Aim: Gather every line in the items below that contains the word "grilled", and list those lines.

# START OF Material provided

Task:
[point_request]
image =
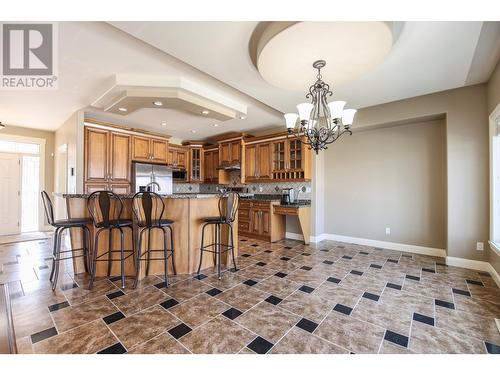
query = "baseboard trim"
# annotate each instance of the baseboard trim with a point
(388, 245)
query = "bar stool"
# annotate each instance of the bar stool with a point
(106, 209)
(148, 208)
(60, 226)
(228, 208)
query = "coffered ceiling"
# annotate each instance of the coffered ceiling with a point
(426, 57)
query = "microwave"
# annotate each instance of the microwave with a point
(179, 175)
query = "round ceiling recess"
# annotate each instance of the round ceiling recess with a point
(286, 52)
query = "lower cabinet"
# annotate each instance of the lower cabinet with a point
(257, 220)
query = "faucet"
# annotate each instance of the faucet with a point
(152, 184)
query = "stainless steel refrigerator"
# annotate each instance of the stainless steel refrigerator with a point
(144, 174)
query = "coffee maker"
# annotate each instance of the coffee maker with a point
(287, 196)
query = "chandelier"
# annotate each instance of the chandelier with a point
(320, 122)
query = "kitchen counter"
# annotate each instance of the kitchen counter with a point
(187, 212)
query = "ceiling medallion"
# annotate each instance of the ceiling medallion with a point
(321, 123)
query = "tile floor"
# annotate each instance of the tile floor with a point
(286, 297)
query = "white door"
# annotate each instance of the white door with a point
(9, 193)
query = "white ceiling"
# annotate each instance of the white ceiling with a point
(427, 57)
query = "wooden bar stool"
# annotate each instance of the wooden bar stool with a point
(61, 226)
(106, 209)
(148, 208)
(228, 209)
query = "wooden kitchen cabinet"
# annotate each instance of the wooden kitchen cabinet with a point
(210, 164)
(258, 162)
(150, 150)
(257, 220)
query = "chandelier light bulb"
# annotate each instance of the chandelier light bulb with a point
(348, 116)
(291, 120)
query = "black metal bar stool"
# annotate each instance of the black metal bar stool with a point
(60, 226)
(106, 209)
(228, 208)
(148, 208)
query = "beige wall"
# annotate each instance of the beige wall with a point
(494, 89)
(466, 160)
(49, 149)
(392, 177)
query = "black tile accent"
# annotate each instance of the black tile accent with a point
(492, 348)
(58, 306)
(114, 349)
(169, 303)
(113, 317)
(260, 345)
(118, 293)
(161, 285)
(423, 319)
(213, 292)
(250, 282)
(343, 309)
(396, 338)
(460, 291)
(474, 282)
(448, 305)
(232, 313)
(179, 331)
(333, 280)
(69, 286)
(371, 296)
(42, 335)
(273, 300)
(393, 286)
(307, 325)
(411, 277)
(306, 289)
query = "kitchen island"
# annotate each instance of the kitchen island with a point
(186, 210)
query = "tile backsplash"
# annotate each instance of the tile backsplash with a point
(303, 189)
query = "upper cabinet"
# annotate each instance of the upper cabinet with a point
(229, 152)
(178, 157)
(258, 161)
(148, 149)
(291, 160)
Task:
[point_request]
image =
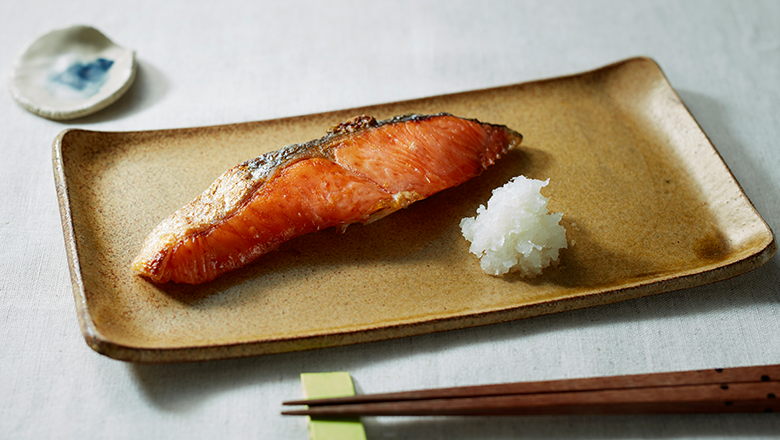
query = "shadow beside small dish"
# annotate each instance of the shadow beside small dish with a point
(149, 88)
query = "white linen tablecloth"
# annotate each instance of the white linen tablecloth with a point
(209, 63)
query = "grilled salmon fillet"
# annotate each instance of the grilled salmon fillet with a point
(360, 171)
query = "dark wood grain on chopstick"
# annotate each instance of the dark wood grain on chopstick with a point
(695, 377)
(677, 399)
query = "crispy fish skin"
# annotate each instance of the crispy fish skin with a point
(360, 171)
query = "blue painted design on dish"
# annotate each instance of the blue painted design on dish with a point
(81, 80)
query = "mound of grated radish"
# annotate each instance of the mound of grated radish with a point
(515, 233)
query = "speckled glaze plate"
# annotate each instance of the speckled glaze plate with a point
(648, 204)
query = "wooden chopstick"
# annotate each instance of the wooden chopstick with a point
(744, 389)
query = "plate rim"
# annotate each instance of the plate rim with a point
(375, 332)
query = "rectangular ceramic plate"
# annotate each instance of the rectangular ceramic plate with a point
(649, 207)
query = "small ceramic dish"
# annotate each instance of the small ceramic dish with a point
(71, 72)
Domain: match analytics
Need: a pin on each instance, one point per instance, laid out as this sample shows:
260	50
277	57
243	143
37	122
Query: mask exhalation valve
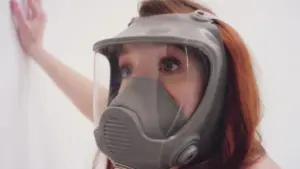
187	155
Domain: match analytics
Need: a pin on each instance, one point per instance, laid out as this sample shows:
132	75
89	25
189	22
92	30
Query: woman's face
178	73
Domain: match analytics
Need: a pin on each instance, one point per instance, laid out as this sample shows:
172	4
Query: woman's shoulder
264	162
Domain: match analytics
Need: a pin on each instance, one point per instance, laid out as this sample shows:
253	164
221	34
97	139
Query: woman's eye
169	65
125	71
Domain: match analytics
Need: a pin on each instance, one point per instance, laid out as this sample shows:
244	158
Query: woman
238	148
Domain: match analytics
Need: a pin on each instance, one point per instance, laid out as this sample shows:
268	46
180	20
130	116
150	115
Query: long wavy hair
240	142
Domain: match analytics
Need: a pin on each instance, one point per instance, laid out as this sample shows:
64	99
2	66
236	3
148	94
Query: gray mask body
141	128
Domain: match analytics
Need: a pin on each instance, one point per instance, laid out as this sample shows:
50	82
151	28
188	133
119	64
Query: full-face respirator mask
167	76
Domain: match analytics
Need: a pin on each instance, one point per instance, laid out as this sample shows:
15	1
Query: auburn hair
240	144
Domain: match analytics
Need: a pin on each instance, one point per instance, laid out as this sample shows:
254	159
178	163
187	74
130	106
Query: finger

# END OF Material provided
# START OF Material provided

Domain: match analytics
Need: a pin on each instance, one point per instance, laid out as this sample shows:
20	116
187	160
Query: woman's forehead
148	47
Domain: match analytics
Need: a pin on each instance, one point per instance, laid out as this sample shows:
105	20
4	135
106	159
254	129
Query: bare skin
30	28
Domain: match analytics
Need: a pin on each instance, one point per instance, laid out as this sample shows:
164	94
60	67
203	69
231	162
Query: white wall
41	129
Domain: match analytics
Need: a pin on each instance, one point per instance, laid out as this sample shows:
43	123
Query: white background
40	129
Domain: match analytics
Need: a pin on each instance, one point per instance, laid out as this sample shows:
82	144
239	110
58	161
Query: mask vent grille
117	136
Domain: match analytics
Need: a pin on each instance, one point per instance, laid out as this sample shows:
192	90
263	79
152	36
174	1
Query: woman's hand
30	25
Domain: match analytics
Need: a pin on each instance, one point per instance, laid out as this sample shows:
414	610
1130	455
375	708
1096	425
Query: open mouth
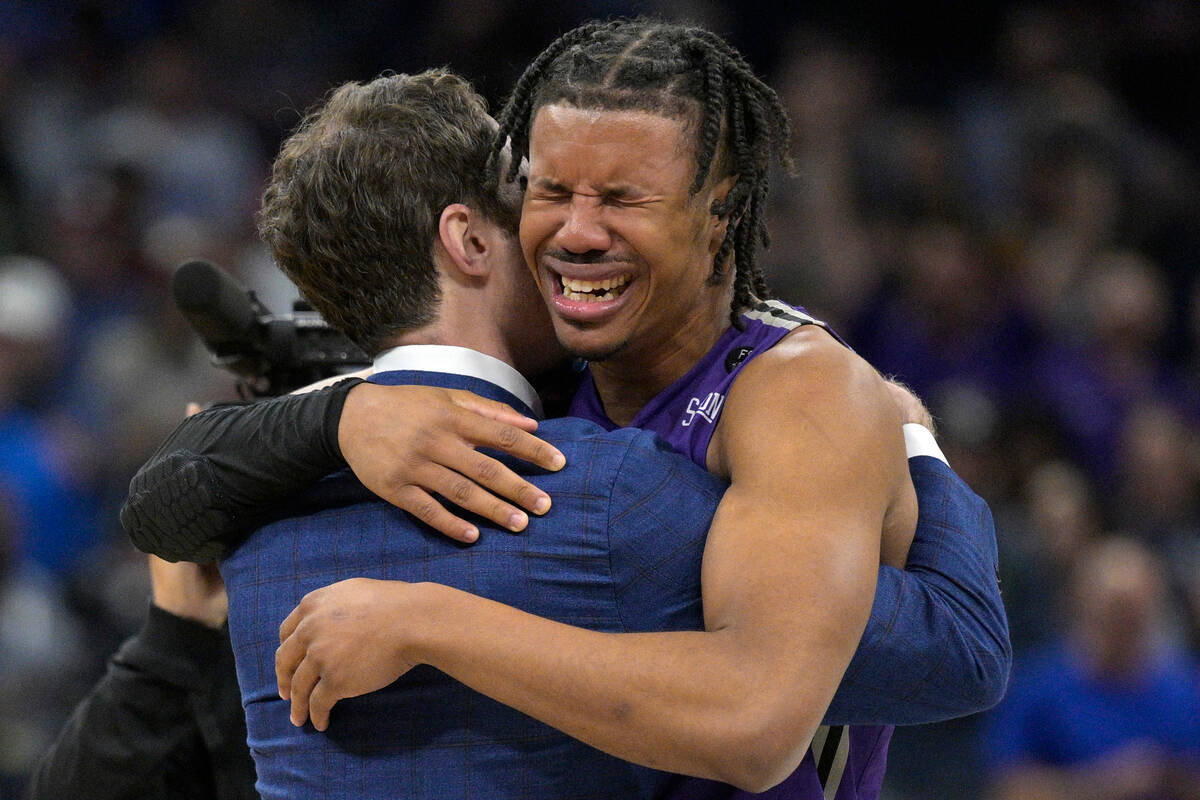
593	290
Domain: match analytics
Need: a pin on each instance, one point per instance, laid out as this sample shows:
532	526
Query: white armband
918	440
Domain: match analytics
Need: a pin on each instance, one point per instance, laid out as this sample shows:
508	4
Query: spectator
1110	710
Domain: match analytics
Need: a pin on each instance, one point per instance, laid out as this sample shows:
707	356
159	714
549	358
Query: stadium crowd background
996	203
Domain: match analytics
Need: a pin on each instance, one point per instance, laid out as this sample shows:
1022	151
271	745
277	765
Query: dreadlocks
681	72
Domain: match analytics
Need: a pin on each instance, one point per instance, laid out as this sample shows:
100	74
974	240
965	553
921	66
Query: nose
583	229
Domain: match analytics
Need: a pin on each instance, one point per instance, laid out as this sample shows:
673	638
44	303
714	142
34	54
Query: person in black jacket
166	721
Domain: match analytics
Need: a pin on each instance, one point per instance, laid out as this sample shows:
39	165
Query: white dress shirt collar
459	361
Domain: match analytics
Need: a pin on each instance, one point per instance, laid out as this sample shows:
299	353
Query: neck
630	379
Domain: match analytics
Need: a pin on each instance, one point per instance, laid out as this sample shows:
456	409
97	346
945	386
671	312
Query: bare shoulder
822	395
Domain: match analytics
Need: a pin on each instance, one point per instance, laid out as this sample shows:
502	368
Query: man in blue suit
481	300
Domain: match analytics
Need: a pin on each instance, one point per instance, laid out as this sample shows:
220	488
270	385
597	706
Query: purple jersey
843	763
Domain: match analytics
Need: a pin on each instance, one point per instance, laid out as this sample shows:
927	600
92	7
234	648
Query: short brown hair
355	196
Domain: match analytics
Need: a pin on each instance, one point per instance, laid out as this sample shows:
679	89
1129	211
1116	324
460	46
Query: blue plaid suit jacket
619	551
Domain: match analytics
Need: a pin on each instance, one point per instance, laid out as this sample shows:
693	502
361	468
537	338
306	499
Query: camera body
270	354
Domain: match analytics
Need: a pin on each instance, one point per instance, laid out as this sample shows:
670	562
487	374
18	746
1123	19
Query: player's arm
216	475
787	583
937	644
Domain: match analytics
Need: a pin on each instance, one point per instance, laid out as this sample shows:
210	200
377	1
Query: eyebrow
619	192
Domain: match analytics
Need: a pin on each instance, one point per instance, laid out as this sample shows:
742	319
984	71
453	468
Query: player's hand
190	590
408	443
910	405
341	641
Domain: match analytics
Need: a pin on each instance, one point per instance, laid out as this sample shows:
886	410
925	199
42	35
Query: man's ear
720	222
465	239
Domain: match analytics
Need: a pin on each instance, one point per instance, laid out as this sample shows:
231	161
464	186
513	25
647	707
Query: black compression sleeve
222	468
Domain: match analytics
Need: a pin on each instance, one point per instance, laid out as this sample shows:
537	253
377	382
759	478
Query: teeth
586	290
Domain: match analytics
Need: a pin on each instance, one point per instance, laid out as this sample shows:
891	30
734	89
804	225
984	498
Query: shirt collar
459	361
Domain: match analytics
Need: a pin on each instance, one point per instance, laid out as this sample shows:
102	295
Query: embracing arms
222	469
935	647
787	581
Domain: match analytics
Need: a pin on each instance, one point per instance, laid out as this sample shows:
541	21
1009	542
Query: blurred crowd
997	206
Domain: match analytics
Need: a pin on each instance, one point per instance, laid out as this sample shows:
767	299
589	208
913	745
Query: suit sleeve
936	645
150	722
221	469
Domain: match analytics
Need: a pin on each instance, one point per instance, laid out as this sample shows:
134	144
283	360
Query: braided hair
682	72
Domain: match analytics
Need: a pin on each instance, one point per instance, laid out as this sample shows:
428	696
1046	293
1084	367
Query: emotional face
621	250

# END OF Material provided
# START OF Material provided

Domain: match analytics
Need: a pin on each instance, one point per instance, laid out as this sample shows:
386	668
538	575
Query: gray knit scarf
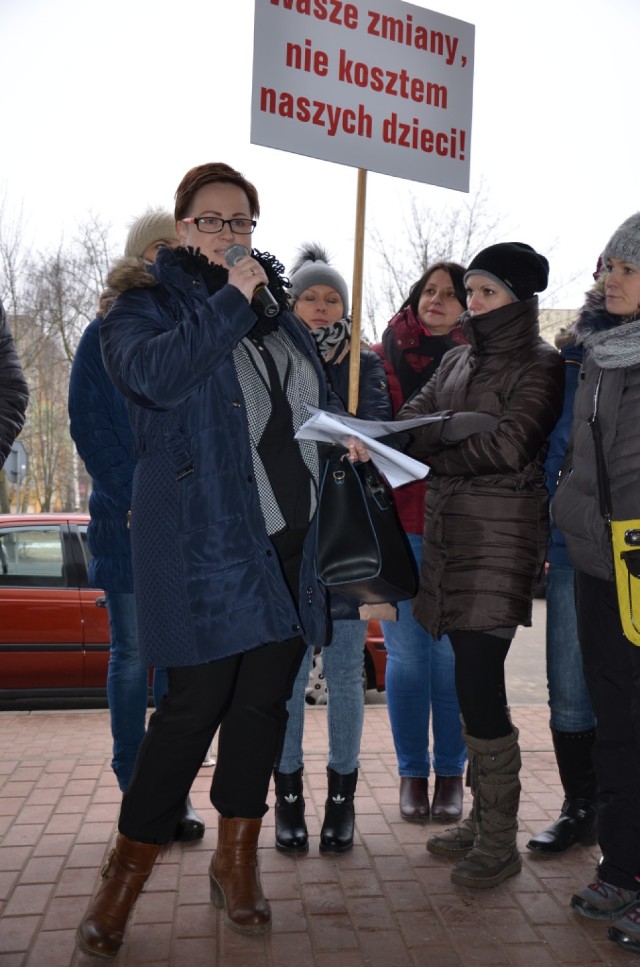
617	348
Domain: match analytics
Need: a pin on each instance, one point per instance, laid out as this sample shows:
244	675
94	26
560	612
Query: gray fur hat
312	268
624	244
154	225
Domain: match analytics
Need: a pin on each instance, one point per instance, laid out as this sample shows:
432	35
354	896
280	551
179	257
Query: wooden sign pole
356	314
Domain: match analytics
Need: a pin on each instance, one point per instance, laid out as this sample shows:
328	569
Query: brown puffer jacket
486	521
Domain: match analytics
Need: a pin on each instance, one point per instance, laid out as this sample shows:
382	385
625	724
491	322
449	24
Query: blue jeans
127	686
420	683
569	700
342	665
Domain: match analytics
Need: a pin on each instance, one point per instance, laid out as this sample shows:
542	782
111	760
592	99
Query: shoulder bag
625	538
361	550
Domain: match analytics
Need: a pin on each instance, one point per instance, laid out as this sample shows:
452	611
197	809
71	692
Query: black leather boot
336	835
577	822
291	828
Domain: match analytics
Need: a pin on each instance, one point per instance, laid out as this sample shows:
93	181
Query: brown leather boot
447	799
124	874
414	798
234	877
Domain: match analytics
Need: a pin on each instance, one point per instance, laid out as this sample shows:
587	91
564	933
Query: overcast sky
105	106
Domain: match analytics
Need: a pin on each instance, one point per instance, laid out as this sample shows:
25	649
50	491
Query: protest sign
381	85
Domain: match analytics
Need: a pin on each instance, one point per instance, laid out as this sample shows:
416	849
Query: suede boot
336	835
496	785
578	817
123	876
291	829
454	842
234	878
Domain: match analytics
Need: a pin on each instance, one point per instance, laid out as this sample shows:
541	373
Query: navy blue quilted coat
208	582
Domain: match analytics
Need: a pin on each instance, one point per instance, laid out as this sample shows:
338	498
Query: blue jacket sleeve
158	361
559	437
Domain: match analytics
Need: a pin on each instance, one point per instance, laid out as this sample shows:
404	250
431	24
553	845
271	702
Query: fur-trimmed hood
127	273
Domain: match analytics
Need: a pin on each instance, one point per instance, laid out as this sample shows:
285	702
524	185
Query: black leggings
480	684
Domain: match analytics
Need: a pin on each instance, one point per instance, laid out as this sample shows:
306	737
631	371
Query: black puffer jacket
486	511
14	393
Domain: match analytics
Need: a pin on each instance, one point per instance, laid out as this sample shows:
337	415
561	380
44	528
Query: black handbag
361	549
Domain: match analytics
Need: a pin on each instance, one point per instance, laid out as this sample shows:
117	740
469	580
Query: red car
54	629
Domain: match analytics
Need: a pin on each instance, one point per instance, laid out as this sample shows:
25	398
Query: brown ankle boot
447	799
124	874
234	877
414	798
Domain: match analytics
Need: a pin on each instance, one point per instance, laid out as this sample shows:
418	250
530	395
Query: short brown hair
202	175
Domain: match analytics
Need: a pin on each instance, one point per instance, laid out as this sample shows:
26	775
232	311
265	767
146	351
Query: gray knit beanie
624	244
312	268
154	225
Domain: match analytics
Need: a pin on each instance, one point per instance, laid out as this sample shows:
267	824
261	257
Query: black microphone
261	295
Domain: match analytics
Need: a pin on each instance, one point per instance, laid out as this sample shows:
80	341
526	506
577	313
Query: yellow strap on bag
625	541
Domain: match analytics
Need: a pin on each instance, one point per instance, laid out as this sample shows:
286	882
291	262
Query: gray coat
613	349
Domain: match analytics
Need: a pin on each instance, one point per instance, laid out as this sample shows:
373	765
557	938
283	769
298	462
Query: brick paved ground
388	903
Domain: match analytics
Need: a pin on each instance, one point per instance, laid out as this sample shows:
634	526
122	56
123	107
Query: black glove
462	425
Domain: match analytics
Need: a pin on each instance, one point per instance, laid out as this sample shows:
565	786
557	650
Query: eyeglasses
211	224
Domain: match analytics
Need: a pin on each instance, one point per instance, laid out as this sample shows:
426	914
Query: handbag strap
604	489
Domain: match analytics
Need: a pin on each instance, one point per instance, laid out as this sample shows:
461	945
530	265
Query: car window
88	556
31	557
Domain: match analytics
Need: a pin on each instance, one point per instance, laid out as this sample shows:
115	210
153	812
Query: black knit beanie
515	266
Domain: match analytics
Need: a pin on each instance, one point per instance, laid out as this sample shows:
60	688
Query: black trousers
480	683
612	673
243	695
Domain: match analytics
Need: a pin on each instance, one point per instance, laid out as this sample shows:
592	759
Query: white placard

# END OF Material provided

Complete response:
query = "grilled salmon fillet"
# annotate each instance of the grilled salmon fillet with a point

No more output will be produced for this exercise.